▶ _WYŚWIETLONE REKORDY_:
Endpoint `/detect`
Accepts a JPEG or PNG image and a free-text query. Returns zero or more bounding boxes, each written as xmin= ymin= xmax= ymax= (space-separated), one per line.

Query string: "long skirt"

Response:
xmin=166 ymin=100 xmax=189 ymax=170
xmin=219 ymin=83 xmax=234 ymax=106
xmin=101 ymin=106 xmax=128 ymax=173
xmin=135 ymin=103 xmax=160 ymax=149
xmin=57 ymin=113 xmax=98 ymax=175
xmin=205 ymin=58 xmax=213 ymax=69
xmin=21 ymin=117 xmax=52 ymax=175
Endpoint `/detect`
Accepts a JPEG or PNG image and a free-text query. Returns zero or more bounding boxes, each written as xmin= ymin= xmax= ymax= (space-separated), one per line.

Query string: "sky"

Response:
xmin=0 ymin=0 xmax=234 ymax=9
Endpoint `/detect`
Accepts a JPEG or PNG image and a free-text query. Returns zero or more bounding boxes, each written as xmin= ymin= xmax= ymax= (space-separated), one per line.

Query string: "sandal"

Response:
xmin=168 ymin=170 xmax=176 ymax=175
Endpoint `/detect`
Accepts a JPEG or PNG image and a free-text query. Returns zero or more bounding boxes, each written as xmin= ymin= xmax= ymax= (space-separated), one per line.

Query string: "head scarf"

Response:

▶ _CEL ZADANIA_: Wypisz każdy wiersz powyższych rekordów, w którym występuje ciąg „string”. Wielkość liter ma znaczenie.

▶ _ODPOWIEDŹ_:
Query string: "long skirt"
Query string: "sky"
Query string: "sandal"
Query string: "head scarf"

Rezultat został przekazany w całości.